● **What is needed**
Copy out every record precisely.

Stored data entries:
____

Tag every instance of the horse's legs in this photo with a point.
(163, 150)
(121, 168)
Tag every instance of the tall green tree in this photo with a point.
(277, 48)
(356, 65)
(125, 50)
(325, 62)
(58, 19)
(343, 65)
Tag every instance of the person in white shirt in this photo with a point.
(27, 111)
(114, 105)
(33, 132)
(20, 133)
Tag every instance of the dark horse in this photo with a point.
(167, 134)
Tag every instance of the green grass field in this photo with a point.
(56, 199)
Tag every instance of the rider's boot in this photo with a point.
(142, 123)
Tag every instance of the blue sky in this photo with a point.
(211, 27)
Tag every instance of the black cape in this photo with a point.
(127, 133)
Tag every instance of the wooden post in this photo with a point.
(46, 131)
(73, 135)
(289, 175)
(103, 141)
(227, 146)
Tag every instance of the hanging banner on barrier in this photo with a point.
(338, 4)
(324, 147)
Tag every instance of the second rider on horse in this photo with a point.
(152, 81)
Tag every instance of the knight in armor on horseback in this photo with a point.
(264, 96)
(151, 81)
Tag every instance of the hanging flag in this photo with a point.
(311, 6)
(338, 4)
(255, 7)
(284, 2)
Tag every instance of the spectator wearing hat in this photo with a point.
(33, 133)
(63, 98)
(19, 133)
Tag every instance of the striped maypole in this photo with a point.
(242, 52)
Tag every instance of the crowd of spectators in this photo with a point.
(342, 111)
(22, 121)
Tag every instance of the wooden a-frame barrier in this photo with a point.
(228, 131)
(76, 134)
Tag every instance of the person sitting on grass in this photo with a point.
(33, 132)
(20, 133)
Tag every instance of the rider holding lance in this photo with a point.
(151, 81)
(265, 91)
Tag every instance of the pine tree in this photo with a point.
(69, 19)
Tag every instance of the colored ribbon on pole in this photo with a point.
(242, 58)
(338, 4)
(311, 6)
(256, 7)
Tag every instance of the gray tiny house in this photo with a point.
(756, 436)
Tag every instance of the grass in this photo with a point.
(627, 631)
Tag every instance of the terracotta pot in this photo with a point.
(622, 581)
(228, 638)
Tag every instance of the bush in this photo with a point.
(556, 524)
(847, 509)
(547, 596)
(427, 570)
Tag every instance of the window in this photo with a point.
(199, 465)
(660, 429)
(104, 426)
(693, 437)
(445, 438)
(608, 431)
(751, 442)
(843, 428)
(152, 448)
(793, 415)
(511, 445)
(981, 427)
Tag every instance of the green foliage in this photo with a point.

____

● **Output of the task**
Tag every instance of the horse's legs in this photo with a point.
(163, 150)
(121, 168)
Tag every instance of the tall green tree in this photo with a point.
(277, 48)
(356, 65)
(125, 50)
(325, 62)
(58, 19)
(343, 65)
Tag every instance of the person in white shirt in this photo with a point.
(27, 111)
(114, 105)
(33, 132)
(20, 133)
Tag every instance of the dark horse in this photo with a point.
(167, 134)
Tag every instance of the green grass field in this photo with a point.
(56, 199)
Tag every instance of the rider's boot in this photo with a point.
(142, 123)
Tag every instance of the blue sky in this photo with a point.
(211, 27)
Tag every instance of the black cape in this photo with a point.
(127, 133)
Tag every instance of the wooden post in this photo with a point.
(46, 131)
(73, 135)
(289, 175)
(103, 141)
(227, 146)
Tag every instance of the hanging banner on barrier in this photo with a point.
(338, 4)
(324, 147)
Tag every instance of the second rider on horse in this photo with a point.
(152, 81)
Tag every instance of the knight in armor on horseback in this photo with a point.
(264, 96)
(151, 81)
Tag every instance of the hanging flag in this photo with a point.
(311, 6)
(338, 4)
(255, 7)
(284, 2)
Tag every instance of the spectator wearing hat in this photo with a point.
(33, 133)
(63, 98)
(19, 133)
Tag every instance of the striped maypole in this photo with a point.
(242, 52)
Tag every instance of the crowd of spectators in this photo with a point.
(342, 111)
(22, 121)
Tag every instance of the wooden a-frame barrier in this photo with a point.
(228, 131)
(76, 134)
Tag every instance of the person sitting on grass in this photo with a point.
(33, 132)
(20, 133)
Tag every instance of the rider holding lance in this photo with a point.
(151, 81)
(265, 91)
Tag every instance of the pine tree in this photo with a point.
(69, 19)
Tag every instance of the colored ribbon on pole in this photo with a point.
(242, 58)
(338, 4)
(311, 6)
(256, 7)
Tag every instance of the gray tiny house in this photo with a point.
(756, 436)
Tag every instance of the grass in this photo with a point.
(627, 631)
Tag every instance of the terracotta pot in this photo with a point.
(622, 581)
(228, 638)
Tag every instance of the bush in this photo with a point.
(556, 524)
(847, 509)
(547, 596)
(427, 570)
Tag every instance of the window in this photo with a point.
(199, 465)
(660, 429)
(104, 426)
(693, 437)
(445, 438)
(608, 431)
(751, 442)
(843, 428)
(152, 448)
(793, 415)
(511, 445)
(981, 427)
Tag every instance of the green foliage in this photo with a point.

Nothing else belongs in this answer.